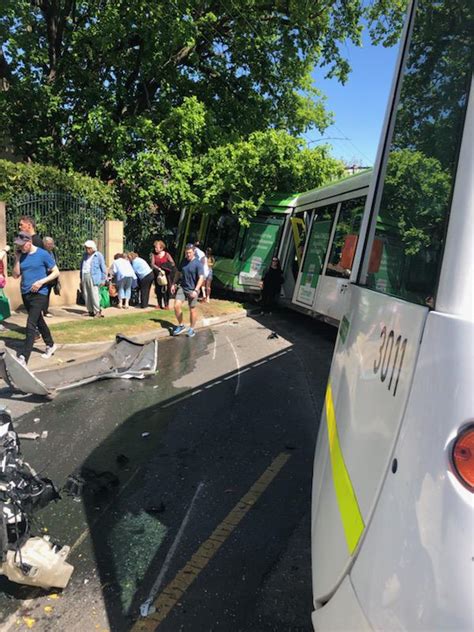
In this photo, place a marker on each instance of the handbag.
(104, 297)
(161, 278)
(5, 311)
(80, 297)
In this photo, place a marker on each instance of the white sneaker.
(49, 352)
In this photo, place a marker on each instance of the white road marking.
(164, 569)
(237, 386)
(214, 349)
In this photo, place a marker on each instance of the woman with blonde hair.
(144, 275)
(163, 266)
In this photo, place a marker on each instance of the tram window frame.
(315, 213)
(419, 139)
(349, 205)
(230, 245)
(260, 220)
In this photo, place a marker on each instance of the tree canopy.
(151, 94)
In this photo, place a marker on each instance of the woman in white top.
(124, 276)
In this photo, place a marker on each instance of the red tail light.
(463, 457)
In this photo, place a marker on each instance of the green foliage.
(81, 82)
(17, 179)
(415, 199)
(239, 176)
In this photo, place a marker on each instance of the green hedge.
(18, 178)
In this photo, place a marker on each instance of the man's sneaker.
(180, 329)
(49, 352)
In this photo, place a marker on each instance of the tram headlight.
(463, 456)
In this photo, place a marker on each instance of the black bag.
(80, 298)
(135, 297)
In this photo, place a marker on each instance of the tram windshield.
(414, 207)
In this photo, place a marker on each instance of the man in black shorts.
(186, 286)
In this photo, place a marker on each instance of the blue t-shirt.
(190, 273)
(34, 267)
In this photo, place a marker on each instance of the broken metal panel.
(124, 359)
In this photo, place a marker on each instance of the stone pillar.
(113, 239)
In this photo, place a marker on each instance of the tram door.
(314, 256)
(331, 296)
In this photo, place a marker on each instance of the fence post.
(3, 224)
(113, 239)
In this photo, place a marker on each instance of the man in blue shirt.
(190, 279)
(37, 268)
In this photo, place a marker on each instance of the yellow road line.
(351, 516)
(174, 591)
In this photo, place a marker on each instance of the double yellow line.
(174, 591)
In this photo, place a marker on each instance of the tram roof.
(281, 201)
(344, 185)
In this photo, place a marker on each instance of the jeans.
(125, 288)
(91, 294)
(145, 285)
(35, 304)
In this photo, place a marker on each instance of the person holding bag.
(145, 277)
(162, 262)
(93, 274)
(4, 302)
(37, 268)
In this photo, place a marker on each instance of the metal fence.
(68, 219)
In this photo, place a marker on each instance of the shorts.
(181, 295)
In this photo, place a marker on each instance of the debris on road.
(25, 558)
(125, 359)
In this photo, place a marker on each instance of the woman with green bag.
(4, 302)
(93, 276)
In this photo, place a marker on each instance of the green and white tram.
(242, 253)
(392, 506)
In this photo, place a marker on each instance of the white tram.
(392, 507)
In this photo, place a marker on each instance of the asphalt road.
(205, 510)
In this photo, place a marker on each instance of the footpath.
(20, 404)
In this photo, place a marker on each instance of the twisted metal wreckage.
(24, 557)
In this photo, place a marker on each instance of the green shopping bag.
(104, 297)
(4, 306)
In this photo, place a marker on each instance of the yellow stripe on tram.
(352, 520)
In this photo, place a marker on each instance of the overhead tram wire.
(347, 139)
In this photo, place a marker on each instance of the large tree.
(81, 81)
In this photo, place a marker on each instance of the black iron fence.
(68, 219)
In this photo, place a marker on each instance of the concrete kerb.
(161, 333)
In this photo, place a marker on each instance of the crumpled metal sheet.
(125, 359)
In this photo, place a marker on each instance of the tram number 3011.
(390, 359)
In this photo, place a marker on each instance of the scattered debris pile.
(25, 558)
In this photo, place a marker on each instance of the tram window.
(317, 244)
(415, 201)
(222, 235)
(345, 238)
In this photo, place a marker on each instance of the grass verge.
(129, 323)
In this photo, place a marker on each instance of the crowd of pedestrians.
(129, 276)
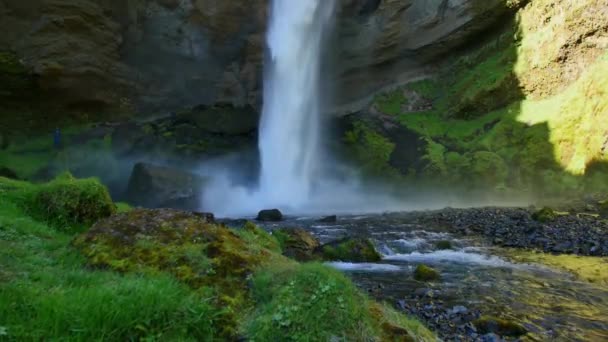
***
• **Activity**:
Be exact. Write out all the entries and omit the pictures.

• **Response below**:
In this photo, place a marker on each instance of the handbag.
(104, 297)
(161, 278)
(5, 311)
(80, 297)
In this photo, place a marker on each instance of the white sneaker.
(49, 352)
In this photo, place a marker on each instance of the white road marking.
(164, 569)
(237, 386)
(214, 349)
In this photo, place a marker on each instance of the woman with blonde hair.
(144, 275)
(163, 266)
In this photo, place a marker on each instance of the tram window frame.
(315, 213)
(419, 139)
(349, 205)
(230, 245)
(260, 220)
In this photo, place a marker on each instance of the tree canopy.
(151, 94)
In this photo, place a marker on each instance of the woman in white top.
(124, 276)
In this photo, place a marker on each instance of the red tail light.
(463, 457)
In this photo, place a marker on each instance of the green foliage.
(81, 82)
(17, 179)
(415, 199)
(239, 176)
In this photo, place a marker on each instance of the green hedge.
(18, 178)
In this photo, place a marker on each instance of the man's sneaker.
(180, 329)
(49, 352)
In this photo, place a marker on each instance of the tram headlight.
(463, 456)
In this photo, place a marker on each instance of the black bag.
(80, 298)
(135, 297)
In this photo, place a marker on each instance of the tram windshield.
(414, 207)
In this photo, place a marker on each instance of the man in black shorts.
(186, 286)
In this photo, place a marker on each instance of the blue t-shirt.
(190, 273)
(34, 267)
In this photo, place a marker on each instance of the broken metal panel.
(124, 359)
In this photo, place a marker on each instance of the stone pillar.
(113, 239)
In this photo, place a marker on each instance of the tram door.
(314, 256)
(331, 296)
In this photo, place a marker on each instance of the fence post.
(3, 224)
(113, 239)
In this photo, place a marker on each instance of the man in blue shirt.
(190, 279)
(37, 268)
In this photo, place a marker on each instance of the yellow road line.
(351, 516)
(174, 591)
In this photo, place a marker on each instance of the double yellow line.
(174, 591)
In this photo, place a marker on each instance of the tram roof.
(281, 201)
(344, 185)
In this photo, place a marker on each instance of the jeans.
(125, 288)
(91, 294)
(145, 285)
(35, 304)
In this photo, place a marker on each instance of the person holding bag.
(145, 277)
(162, 262)
(93, 274)
(4, 302)
(37, 268)
In this photo, place a marker on each instance of the metal fence.
(68, 219)
In this photo, place a marker on each instance of the shorts.
(181, 295)
In this photo, place a marker on each instance of the debris on road.
(25, 558)
(125, 359)
In this photo, place a marker on each instance of the woman with green bag.
(4, 302)
(93, 276)
In this photo, place a marker on each instance of the green and white tram.
(242, 253)
(392, 506)
In this photo, place a marker on each instance of the white tram.
(392, 507)
In this photo, place a marker on each instance of the asphalt road.
(205, 510)
In this photo, place a marker on each instance of the footpath.
(20, 404)
In this photo, place a marker on each instance of the twisted metal wreckage.
(24, 557)
In this photo, place a marker on each instance of the green shopping bag.
(104, 297)
(4, 306)
In this photo, place a marker on each instance of the yellow stripe on tram.
(352, 520)
In this photo, place a marker on each instance of the overhead tram wire.
(347, 139)
In this photo, place a marker on each instance of the large tree.
(81, 81)
In this photo, place a marker on each instance of the black iron fence.
(68, 219)
In this photo, place a marker on each instance of the concrete kerb.
(161, 333)
In this photo, place a marker on each instance of the crumpled metal sheet.
(125, 359)
In this photo, place a marker on each instance of the tram number 3011.
(390, 359)
In this photo, place a marker on each instance of the scattered debris pile.
(25, 558)
In this photo, place a marker on each instance of the tram window.
(317, 244)
(415, 201)
(222, 235)
(345, 238)
In this photo, place a marker on each instance of the grass verge.
(129, 323)
In this photo, place a marker on each instance of the crowd of pedestrians.
(129, 276)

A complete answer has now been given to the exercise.